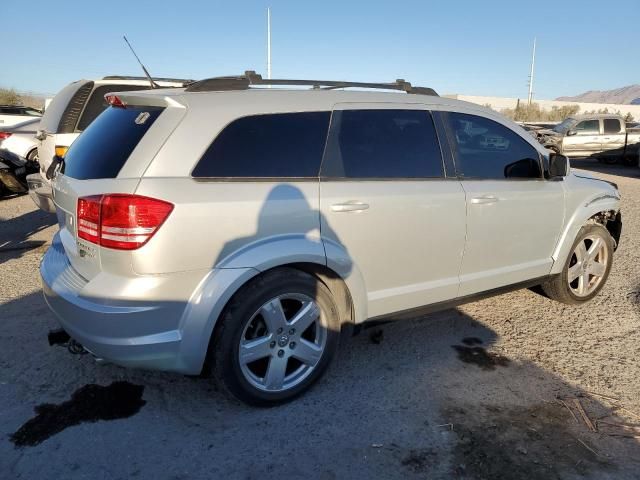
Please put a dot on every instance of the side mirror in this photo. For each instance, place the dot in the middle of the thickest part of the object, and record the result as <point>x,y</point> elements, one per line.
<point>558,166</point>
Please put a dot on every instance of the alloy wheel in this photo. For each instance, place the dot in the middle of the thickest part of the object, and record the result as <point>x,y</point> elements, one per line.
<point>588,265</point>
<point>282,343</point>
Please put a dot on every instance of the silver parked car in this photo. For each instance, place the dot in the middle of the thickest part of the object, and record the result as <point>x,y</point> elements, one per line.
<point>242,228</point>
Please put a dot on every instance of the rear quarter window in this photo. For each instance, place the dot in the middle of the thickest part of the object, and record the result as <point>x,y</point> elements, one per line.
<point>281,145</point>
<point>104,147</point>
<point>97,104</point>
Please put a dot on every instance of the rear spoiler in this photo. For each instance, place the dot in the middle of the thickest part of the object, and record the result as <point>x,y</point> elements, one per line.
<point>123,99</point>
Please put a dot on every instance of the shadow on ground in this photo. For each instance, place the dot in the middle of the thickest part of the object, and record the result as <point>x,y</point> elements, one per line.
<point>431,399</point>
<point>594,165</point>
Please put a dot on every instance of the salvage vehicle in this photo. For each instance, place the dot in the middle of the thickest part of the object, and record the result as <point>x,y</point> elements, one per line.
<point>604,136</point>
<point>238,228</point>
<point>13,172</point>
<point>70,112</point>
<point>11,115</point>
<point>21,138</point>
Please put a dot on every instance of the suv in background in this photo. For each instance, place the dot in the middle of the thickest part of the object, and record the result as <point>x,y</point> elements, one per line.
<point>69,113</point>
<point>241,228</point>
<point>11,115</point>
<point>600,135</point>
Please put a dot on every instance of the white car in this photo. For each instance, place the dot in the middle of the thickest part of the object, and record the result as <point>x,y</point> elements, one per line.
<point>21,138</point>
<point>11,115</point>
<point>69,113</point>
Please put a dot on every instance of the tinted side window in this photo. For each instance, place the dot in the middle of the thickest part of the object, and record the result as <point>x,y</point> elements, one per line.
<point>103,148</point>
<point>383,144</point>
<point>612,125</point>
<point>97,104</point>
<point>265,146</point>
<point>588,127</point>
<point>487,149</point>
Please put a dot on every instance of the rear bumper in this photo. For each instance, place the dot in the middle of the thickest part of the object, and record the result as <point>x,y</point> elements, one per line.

* * * * *

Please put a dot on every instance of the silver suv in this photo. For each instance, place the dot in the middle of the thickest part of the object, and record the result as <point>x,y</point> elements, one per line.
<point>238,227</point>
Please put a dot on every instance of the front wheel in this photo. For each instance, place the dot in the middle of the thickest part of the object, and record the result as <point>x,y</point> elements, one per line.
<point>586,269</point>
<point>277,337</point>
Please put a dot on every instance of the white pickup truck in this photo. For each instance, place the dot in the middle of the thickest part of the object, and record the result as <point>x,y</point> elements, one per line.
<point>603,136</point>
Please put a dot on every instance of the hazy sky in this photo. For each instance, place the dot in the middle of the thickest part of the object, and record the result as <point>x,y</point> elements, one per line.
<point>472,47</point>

* * * * *

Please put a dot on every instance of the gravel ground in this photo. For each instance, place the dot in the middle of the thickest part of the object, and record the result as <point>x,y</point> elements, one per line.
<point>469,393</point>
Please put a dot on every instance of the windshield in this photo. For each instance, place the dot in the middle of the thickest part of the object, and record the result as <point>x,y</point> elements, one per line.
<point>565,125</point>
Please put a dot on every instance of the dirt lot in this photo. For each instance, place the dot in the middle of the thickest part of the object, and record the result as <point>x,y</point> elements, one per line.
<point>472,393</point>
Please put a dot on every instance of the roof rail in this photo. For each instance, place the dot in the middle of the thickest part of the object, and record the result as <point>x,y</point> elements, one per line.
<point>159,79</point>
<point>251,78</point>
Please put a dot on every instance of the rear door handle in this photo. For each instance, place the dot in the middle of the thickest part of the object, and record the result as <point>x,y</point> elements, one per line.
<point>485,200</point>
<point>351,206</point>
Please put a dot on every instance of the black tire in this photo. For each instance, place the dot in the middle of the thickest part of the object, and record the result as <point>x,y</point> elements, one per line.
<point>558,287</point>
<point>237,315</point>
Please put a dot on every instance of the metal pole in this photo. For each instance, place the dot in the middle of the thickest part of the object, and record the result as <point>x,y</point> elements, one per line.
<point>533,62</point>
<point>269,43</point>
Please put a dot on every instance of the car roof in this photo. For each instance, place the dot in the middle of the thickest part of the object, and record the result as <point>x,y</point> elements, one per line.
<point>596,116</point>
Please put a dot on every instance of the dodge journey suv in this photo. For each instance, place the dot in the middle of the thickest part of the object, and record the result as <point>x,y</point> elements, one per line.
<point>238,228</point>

* * * * *

What the task requires
Shift every point coordinate in the listing by adding 44 to each number, covering only the lines from the line with "Please put a dot on every instance of the black" to the line with "<point>269,43</point>", both included. Give all of those lines again with the new coordinates, including the requests, which stay unchanged.

Right answer
Please put a dot on every instance of the black tire in this photo. For each instance, place the dot in the middle of the thickest part of the object, and record the result as <point>x,y</point> elements, one per line.
<point>602,331</point>
<point>281,359</point>
Please put a dot on every instance of the metal pole in this photo. For each instance, place the dot in the middle of the thickest part of the object, and record the result as <point>x,y</point> elements, one per line.
<point>577,106</point>
<point>313,87</point>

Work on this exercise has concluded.